• _What is asked_:
In the records below, find the line containing "[indicate] the cabinet drawer"; copy exactly that line and all lines after it to the end, and nothing else.

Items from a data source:

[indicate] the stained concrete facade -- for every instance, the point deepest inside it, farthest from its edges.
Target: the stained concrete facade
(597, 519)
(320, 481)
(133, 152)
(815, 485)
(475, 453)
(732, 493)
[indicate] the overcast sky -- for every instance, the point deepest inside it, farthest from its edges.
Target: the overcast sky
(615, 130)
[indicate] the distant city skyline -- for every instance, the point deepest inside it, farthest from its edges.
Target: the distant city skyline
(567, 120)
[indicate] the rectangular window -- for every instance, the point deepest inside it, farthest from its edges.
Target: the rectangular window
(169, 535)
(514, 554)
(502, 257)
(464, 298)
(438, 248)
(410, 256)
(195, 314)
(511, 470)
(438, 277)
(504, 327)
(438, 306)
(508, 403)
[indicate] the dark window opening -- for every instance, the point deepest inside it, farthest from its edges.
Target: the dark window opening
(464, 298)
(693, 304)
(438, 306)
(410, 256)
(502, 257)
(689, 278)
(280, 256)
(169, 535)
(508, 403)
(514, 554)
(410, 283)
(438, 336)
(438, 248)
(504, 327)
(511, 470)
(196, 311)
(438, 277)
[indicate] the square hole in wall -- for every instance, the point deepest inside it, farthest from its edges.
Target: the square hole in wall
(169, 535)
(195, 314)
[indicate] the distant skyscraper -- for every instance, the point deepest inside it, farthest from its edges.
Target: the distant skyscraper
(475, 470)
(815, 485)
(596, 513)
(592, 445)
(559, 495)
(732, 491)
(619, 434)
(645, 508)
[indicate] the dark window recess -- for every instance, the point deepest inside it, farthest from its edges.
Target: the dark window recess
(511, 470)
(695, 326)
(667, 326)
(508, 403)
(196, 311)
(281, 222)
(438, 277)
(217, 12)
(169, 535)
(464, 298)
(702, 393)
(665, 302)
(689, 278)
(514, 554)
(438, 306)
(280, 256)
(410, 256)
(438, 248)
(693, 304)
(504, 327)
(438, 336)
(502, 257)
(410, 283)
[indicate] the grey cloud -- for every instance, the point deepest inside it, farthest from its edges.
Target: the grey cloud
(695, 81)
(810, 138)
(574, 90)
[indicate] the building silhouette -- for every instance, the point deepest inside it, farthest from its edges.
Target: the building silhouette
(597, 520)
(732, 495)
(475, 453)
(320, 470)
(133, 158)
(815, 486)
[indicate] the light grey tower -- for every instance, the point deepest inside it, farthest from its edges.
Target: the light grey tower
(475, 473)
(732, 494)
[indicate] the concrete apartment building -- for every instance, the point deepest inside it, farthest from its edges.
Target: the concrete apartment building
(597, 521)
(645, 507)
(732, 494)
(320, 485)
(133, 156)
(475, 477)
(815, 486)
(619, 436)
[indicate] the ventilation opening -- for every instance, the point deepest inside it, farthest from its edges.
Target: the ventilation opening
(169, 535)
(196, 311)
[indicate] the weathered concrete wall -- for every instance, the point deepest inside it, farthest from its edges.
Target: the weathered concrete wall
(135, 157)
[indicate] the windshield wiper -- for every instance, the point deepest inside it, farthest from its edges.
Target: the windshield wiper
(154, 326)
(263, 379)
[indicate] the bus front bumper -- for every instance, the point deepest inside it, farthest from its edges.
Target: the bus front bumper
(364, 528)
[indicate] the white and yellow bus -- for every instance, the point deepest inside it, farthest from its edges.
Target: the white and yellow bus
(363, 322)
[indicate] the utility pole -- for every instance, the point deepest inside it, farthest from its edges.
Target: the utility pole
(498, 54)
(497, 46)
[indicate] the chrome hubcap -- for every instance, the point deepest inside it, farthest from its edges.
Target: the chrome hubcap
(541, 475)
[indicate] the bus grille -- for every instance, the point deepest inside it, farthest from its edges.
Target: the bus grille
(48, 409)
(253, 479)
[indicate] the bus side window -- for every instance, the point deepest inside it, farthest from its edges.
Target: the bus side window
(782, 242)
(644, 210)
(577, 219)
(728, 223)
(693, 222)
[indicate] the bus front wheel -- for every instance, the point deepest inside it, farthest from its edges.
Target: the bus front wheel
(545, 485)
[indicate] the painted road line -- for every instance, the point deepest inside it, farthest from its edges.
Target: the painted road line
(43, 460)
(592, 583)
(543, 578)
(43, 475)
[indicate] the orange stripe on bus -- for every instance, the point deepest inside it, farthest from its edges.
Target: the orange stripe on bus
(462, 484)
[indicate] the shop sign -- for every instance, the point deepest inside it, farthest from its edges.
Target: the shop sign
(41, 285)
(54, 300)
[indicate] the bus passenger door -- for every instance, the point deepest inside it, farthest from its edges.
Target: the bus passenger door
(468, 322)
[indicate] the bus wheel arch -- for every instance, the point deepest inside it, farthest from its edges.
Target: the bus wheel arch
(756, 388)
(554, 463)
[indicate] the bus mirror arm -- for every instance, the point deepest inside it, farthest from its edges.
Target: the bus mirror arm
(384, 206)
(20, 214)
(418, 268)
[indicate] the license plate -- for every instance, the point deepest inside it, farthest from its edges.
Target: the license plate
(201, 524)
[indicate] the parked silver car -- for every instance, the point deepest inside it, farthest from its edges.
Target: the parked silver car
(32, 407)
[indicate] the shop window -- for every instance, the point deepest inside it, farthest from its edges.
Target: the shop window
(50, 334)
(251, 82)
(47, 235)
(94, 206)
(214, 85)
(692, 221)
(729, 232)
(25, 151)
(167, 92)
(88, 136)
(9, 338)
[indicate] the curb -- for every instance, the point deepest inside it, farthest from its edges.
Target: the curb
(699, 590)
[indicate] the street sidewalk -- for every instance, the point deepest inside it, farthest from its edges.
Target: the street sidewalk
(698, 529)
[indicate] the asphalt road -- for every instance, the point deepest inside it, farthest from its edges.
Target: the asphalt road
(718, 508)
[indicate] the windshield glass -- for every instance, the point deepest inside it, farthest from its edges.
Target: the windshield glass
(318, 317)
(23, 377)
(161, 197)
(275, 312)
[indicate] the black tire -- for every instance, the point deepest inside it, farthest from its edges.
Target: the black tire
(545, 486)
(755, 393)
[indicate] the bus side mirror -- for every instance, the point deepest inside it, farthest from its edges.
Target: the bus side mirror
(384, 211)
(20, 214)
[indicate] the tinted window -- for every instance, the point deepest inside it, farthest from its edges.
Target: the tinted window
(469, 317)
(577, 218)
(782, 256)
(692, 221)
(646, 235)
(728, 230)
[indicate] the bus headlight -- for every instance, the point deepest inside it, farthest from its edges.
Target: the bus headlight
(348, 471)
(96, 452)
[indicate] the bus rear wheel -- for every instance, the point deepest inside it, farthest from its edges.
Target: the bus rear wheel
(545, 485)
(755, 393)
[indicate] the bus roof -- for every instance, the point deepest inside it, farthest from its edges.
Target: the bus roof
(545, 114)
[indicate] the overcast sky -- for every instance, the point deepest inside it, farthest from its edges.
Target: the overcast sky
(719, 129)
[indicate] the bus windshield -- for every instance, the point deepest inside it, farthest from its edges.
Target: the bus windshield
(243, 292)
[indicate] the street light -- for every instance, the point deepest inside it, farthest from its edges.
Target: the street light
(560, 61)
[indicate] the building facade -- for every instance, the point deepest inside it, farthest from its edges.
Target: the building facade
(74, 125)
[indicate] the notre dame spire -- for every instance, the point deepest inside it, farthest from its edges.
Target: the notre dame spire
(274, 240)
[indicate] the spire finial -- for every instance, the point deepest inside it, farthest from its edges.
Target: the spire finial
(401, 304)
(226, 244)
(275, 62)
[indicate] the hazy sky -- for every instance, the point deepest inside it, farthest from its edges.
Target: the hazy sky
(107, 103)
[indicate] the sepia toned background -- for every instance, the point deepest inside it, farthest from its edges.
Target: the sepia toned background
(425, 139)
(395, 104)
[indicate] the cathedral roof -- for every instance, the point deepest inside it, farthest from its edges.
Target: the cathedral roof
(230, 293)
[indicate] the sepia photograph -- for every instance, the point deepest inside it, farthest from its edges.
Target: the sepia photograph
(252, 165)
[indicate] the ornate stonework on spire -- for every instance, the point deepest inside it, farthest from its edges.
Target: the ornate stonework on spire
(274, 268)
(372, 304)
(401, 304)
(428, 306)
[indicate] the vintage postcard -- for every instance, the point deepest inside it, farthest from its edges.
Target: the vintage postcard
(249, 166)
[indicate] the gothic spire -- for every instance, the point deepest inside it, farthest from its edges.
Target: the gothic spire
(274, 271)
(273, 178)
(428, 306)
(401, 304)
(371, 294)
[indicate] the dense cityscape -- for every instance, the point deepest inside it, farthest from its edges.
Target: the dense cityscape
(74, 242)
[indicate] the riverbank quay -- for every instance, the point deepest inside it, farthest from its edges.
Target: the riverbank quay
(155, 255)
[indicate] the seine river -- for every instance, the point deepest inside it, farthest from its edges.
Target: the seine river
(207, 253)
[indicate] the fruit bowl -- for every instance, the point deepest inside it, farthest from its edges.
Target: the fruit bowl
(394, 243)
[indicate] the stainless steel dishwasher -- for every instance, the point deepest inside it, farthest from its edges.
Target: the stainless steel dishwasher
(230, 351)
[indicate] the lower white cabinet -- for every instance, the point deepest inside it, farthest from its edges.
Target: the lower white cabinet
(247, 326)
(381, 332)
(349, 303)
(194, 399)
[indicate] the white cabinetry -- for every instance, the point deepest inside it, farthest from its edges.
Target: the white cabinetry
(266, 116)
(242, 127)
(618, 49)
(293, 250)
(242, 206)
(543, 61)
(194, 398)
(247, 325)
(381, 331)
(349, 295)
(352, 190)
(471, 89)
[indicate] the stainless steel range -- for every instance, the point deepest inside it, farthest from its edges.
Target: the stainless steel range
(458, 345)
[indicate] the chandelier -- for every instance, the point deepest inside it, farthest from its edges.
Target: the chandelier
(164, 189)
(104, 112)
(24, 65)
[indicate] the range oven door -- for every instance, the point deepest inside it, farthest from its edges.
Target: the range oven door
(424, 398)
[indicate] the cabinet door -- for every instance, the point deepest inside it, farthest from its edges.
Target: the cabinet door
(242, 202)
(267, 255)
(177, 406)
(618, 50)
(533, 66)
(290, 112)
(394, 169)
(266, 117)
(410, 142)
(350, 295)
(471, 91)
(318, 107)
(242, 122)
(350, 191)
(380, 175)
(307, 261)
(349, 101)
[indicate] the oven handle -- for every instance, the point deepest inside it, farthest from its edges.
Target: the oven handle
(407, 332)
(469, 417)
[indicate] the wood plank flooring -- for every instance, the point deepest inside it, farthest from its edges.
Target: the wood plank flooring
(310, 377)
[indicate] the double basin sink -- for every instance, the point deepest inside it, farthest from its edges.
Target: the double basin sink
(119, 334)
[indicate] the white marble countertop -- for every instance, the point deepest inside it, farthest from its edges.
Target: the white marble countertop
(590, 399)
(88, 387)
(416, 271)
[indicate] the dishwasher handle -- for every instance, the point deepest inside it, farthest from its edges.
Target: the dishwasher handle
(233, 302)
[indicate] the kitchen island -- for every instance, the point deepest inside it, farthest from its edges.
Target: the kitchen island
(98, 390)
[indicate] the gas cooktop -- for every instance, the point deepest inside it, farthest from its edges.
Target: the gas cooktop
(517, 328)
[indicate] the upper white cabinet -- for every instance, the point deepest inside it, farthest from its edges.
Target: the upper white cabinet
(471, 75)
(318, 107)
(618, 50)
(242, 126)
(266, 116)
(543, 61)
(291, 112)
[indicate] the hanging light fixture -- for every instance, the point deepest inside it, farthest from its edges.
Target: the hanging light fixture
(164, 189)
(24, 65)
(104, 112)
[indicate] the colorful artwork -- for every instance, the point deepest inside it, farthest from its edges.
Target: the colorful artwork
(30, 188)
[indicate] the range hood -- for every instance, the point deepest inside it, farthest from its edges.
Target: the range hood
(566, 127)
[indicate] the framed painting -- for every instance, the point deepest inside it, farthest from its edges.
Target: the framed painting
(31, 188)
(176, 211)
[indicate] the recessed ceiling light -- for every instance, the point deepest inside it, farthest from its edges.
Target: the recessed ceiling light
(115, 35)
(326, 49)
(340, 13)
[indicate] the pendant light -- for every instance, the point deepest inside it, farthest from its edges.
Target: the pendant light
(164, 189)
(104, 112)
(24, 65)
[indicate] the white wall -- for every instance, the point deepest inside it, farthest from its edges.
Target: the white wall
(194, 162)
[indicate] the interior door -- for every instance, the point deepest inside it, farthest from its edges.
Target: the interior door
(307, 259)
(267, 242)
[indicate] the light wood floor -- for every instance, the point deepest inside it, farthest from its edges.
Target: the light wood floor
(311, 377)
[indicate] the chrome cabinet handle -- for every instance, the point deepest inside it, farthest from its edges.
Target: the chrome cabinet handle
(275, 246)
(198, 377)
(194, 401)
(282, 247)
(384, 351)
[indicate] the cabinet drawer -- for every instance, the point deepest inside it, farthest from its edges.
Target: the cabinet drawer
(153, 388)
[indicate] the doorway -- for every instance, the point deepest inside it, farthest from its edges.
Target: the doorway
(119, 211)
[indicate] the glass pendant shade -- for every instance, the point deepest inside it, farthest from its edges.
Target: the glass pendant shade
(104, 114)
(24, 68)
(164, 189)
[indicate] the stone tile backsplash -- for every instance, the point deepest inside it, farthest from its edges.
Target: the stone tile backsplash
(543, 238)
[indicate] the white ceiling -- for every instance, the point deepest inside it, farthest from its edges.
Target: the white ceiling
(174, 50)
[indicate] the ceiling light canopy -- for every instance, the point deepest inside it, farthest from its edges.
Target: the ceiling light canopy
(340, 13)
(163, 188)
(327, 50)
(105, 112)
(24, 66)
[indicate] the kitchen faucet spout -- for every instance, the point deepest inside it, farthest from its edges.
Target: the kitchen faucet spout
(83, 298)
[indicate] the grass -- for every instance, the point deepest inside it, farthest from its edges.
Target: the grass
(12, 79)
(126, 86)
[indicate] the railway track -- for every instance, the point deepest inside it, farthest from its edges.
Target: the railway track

• _Correct output_:
[indicate] the cabinet drawer -- for every instance, the point deepest inside it, farthest from its edges.
Target: the cabinet drawer
(153, 388)
[indicate] the doorway -- for every instance, the point deepest inside it, farthest from its edges.
Target: the doorway
(119, 211)
[indicate] the glass pendant shade -- for every instance, the point deepest inside it, farthest from its edges.
Target: the glass pendant shade
(104, 114)
(24, 68)
(164, 189)
[indicate] the stone tile backsplash -- for every instance, the point deepest inside it, farthest from its edges.
Target: the stone tile backsplash
(543, 238)
[indicate] the white ceiling -- for every instance, the point deepest inside it, farthest from its edges.
Target: the white ceiling
(174, 50)
[indicate] the ceiling light canopy -- for every instance, the point deepest inside it, farthest from its edges.
Target: the ceiling light canopy
(340, 13)
(163, 188)
(327, 50)
(105, 112)
(24, 66)
[indicate] the kitchen faucet spout -- for every instance, the point deepest inside it, farthest from its edges.
Target: the kitchen faucet spout
(83, 298)
[indicate] the grass -- for every instance, the point deepest inside it, farthest from its edges.
Target: the grass
(12, 79)
(126, 86)
[indicate] the railway track -- for every instance, the point deepest inside it, farthest from its edges.
Target: the railway track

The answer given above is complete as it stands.